WRITTEN TASK
Extract every line of the data below and reproduce each one without changing anything.

DATASET RECORDS
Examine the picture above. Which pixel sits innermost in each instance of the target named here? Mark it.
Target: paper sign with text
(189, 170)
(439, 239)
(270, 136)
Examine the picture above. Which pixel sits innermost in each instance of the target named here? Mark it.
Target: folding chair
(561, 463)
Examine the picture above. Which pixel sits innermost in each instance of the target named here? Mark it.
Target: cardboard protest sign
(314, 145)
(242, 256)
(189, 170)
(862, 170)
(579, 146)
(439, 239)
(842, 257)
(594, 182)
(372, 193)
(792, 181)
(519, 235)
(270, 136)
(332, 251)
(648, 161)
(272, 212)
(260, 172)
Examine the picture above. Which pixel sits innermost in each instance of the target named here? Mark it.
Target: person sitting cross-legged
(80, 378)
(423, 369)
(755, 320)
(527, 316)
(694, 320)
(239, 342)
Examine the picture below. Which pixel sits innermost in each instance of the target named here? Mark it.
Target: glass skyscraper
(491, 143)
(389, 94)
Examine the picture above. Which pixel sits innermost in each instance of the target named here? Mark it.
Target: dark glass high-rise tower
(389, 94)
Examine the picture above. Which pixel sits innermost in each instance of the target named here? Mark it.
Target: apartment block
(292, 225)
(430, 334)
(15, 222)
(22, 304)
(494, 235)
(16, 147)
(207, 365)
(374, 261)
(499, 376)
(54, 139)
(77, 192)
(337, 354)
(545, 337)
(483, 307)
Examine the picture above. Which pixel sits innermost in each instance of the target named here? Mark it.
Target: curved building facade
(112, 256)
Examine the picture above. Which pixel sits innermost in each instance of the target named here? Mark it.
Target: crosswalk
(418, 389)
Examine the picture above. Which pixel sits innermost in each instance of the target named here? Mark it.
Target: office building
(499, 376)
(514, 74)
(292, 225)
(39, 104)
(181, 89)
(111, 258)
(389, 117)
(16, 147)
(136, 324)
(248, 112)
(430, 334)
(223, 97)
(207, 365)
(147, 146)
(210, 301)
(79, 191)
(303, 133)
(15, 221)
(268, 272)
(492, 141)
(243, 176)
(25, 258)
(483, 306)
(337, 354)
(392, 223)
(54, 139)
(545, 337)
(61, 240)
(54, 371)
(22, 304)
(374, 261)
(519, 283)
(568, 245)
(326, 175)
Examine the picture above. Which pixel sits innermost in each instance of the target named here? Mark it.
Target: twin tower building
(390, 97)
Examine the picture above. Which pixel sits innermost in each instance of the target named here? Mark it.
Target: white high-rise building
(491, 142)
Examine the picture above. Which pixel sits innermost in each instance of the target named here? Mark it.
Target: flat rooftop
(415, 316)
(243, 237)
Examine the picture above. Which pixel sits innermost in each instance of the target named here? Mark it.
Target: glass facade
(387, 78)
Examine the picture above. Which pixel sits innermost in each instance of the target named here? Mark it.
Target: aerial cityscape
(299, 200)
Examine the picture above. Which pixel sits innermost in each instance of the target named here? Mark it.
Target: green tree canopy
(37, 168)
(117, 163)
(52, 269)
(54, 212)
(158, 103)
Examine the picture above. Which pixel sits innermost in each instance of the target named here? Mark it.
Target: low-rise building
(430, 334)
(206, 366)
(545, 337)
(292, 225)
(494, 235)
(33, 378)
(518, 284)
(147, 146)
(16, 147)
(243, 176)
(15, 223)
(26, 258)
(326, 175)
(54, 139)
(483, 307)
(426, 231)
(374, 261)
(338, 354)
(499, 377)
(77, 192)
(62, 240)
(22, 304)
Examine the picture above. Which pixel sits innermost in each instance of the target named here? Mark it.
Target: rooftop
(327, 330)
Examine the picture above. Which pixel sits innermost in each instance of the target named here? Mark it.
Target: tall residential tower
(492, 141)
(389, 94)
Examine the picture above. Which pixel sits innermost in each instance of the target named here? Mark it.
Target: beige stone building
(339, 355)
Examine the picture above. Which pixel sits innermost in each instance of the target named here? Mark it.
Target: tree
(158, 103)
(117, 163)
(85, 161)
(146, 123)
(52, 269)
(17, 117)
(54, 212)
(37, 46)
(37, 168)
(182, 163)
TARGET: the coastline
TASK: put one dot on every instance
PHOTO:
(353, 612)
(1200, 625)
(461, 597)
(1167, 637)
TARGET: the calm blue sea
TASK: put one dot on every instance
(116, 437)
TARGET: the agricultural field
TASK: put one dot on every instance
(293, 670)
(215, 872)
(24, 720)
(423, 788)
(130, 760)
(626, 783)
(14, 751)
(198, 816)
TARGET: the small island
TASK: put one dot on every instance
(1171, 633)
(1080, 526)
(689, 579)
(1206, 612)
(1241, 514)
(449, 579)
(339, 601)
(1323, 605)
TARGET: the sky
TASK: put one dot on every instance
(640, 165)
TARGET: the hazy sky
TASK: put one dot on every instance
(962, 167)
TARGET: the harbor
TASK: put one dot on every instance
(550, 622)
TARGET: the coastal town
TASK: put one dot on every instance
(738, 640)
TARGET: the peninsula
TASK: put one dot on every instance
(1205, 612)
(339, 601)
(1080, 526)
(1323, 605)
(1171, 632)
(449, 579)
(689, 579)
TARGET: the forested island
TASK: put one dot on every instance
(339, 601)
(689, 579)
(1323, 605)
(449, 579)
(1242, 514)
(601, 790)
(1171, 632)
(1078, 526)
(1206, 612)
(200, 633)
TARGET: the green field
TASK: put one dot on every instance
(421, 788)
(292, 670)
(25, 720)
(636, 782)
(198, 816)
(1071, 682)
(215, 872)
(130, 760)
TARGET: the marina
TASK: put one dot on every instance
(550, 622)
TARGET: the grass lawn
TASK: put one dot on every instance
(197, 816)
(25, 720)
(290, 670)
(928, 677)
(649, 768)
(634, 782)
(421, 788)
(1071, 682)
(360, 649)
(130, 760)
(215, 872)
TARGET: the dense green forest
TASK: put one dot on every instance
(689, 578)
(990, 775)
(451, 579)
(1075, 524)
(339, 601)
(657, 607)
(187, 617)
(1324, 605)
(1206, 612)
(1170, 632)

SOLUTION TO THIS TASK
Examine the picture above. Which pixel sits innermost in each instance of the target named here? Mark it.
Target: paper sign with text
(189, 170)
(439, 239)
(270, 136)
Examine the picture above. Which pixel sits innermost in each instance of the target named here? Mark it.
Target: folding chair
(561, 463)
Examine the picture above. Which pixel sits innermost in each instance of the target named here? Mark it.
Target: cardboard protest sign
(314, 145)
(242, 256)
(189, 170)
(862, 170)
(579, 146)
(439, 239)
(842, 257)
(594, 182)
(372, 193)
(792, 181)
(519, 235)
(270, 136)
(332, 251)
(648, 161)
(272, 212)
(260, 172)
Examine the picture above. Which pixel sits innermost in each instance of the target named here? Mark it.
Target: person sitting cross-legged
(80, 378)
(423, 369)
(755, 320)
(527, 316)
(694, 320)
(239, 342)
Examine the picture below. Which pixel sits innermost in each instance of the target named here? Mark it.
Target: glass skyscraper
(491, 143)
(389, 94)
Examine the picture above. Which pixel sits innermost in each instance of the target named here? Mark it.
Target: dark glass high-rise tower
(389, 94)
Examine the picture above. Which pixel sits innermost in each instance of the target named here? Mark it.
Target: apartment block
(292, 225)
(430, 334)
(15, 222)
(22, 304)
(494, 235)
(16, 147)
(207, 365)
(374, 261)
(499, 376)
(54, 139)
(77, 192)
(337, 354)
(545, 337)
(483, 307)
Examine the picture above. Which pixel sits innermost in each instance of the target named here? Mark it.
Target: curved building facade
(112, 256)
Examine the picture above. Which pixel sits innermost in each instance of the target named here? Mark it.
Target: crosswalk
(418, 389)
Examine the picture above. Which pixel sits innermost in each instance of the target named here? Mark it.
Target: office building
(499, 376)
(514, 74)
(292, 225)
(39, 104)
(181, 89)
(111, 258)
(389, 117)
(16, 147)
(136, 324)
(248, 112)
(430, 334)
(223, 97)
(207, 365)
(147, 146)
(210, 301)
(79, 191)
(303, 133)
(15, 221)
(268, 272)
(492, 141)
(243, 176)
(25, 258)
(483, 306)
(337, 354)
(392, 223)
(54, 139)
(545, 337)
(61, 240)
(54, 371)
(22, 304)
(374, 261)
(519, 283)
(568, 245)
(326, 175)
Examine the picture above. Which pixel sits innermost in each instance of the target named here? Mark it.
Target: twin tower building
(390, 97)
Examine the picture above. Which pixel sits innermost in each instance of the target named here? Mark it.
Target: white high-rise building
(491, 142)
Examine the picture above. Which pixel sits innermost in each instance of the target named here? Mark it.
Target: flat rooftop
(415, 316)
(243, 237)
Examine the picture above. Which pixel sits innermost in each instance of the target named here? Mark it.
Target: glass facade
(387, 78)
Examine the picture above. Which pixel sits innermost in each instance of the target named here? Mark it.
Target: aerial cityscape
(299, 200)
Examine the picture above. Which pixel sits innermost in each instance of the target named here? Mark it.
Target: green tree canopy
(37, 168)
(117, 163)
(52, 269)
(54, 212)
(158, 103)
Examine the picture above. Which pixel sits innermost in each instance of the target named here? Mark it.
Target: low-rise building
(430, 334)
(206, 366)
(545, 337)
(292, 225)
(494, 235)
(33, 378)
(518, 284)
(147, 146)
(16, 147)
(243, 176)
(15, 223)
(26, 258)
(326, 175)
(54, 139)
(483, 307)
(426, 231)
(374, 261)
(338, 354)
(499, 377)
(77, 192)
(62, 240)
(22, 304)
Examine the picture above. Which pixel sits innermost in each instance of the target named here? Mark it.
Target: rooftop
(327, 330)
Examine the picture above. Which pixel sits innermost in each instance of the target named here? Mark it.
Target: tall residential tower
(492, 141)
(389, 94)
Examine the picture above. Which pixel sits innermost in each instance of the target named here? Mark it.
Target: beige stone building
(339, 355)
Examine the picture above. Which pixel sits innermost in each instance of the target named here? Mark it.
Target: tree
(158, 103)
(117, 163)
(85, 161)
(146, 123)
(52, 269)
(17, 117)
(54, 212)
(37, 46)
(37, 168)
(182, 163)
TARGET: the coastline
TASK: put one dot on every instance
PHOTO:
(353, 612)
(1200, 625)
(461, 597)
(1167, 637)
TARGET: the calm blue sea
TASK: put one dot on every instance
(116, 437)
TARGET: the agricultural field
TASK: put one dot on every instance
(293, 670)
(215, 872)
(24, 720)
(423, 788)
(130, 760)
(626, 783)
(14, 751)
(198, 816)
TARGET: the small island
TASK: put one dot on every instance
(1171, 633)
(1080, 526)
(689, 579)
(1206, 612)
(1241, 514)
(449, 579)
(339, 601)
(1323, 605)
TARGET: the sky
TASK: put one dot on every instance
(640, 165)
TARGET: the hazy sky
TASK: put one dot on every instance
(962, 167)
TARGET: the harbor
TASK: put one dot on every instance
(550, 622)
TARGET: the coastal town
TASK: put one dot on every instance
(738, 640)
TARGET: the peninsula
TASK: put one dot on every instance
(1205, 612)
(339, 601)
(1080, 526)
(1323, 605)
(1171, 632)
(449, 579)
(689, 579)
TARGET: the forested island
TASK: put one dot on every instance
(339, 601)
(689, 579)
(1323, 605)
(449, 579)
(1242, 514)
(601, 790)
(1171, 632)
(1078, 526)
(1206, 612)
(200, 633)
TARGET: the green field
TASK: put one dot on every instance
(421, 788)
(292, 670)
(25, 720)
(636, 782)
(198, 816)
(1071, 682)
(215, 872)
(130, 760)
TARGET: the marina
TASK: put one dot on every instance
(550, 622)
TARGET: the grass lawn
TASK: put one dot on every instance
(197, 816)
(25, 720)
(290, 670)
(928, 677)
(649, 768)
(634, 782)
(421, 788)
(1071, 682)
(360, 649)
(130, 760)
(215, 872)
TARGET: the dense green forest
TASK: put one dot on every instance
(689, 578)
(990, 775)
(451, 579)
(1075, 524)
(339, 601)
(657, 607)
(187, 617)
(1324, 605)
(1206, 612)
(1170, 632)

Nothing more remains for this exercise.